● ЗАДАНИЕ 1: Прочитайте фрагмент о Драгоманове и Мальшинском. Кто ещё пришёл к выводу, что беспокоиться насчёт Мальшинского нет надобности, и в каких отношениях этот человек был с Драгомановым?
● ЗАДАНИЕ 2: Перескажите в виде краткого списка абзац фрагмента, начинающийся словами «Никому, кроме близких товарищей», сохранив его основные факты.

Из этого разговора я вывела то заключение, что беспокоиться насчет Мальшинского нет никакой надобности, так как Драгоманов, очевидно, знает, в чем тут дело, и не беспокоится. Такое заключение вывела не только я, относившаяся к Драгоманову с большой симпатией, но также и Дейч, бывший с ним в ссоре.

Никому, кроме близких товарищей, мы о Мальшинском не рассказали, и сведения о нем, напечатанные позднее в «Общем Деле», шли не от нас [235]. Доверие не к одной только политической честности Драгоманова, но также к его уму, практичности, наблюдательности, заставляло допускать, что Мальшинский служил в III отделении с целями, чуждыми этому учреждению, и остался честным человеком. В тот момент мысль мирилась с таким предположением легче, чем в другое время. Свежо было еще впечатление спасительной миссии Клеточникова, и мы знали, как усиленно пытаются народовольцы найти ему заместителя. В это именно время чуть не ежедневно заходил ко мне тогда в Женеве Владимир Дегаев. К его-то миссии я относилась самым отрицательным образом, и мы с Дейчем употребляли все силы, чтобы уговорить «Володю» порвать с Судейкиным и остаться за границей.

Правда, Клеточниковы спускались в преисподнюю, чтобы спасать товарищей. Такой цели не могло быть у Малышинского, но и архив место менее глубокое.

Чем же объясняется единодушная «травля», поднятая эмиграцией против едва появившегося «Вольного Слова», о которой говорит г. Кистяковский?

Ее просто не было [236]. Г. Кистяковский сам себя обманул, знакомясь с занимавшим его вопросом по беспорядочной куче печатного материала, половину которого серьезная часть эмиграции почти не читала даже тогда, когда он появлялся. Г. Кистяковскому кажется, что этот материал, собранный им с целью выяснения «ошибок» г. Богучарского, интересен и сам до себе, «так как представляет чрезвычайно интересную страницу из истории борьбы представителей крайних революционных направлений и партий [237] с чистыми конституционалистами».

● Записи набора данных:
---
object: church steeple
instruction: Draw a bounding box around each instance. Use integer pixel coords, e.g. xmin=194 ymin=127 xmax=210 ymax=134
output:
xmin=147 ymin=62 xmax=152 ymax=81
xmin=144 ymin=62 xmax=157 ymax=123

● ПРАВИЛЬНЫЙ ОТВЕТ 1: Дейч, который был в ссоре с Драгомановым.

● ПРАВИЛЬНЫЙ ОТВЕТ 2:
- О Мальшинском рассказали только близким товарищам; сведения о нём, позднее напечатанные в «Общем Деле», шли не от них.
- Доверие к политической честности, уму, практичности и наблюдательности Драгоманова заставляло допускать, что Мальшинский служил в III отделении с чуждыми этому учреждению целями и остался честным человеком.
- В тот момент такое предположение принималось легче: ещё свежо было впечатление от спасительной миссии Клеточникова, а народовольцы усиленно искали ему заместителя.
- Тогда же в Женеве почти ежедневно заходил Владимир Дегаев. К его миссии отношение было резко отрицательным, и вместе с Дейчем его всеми силами уговаривали порвать с Судейкиным и остаться за границей.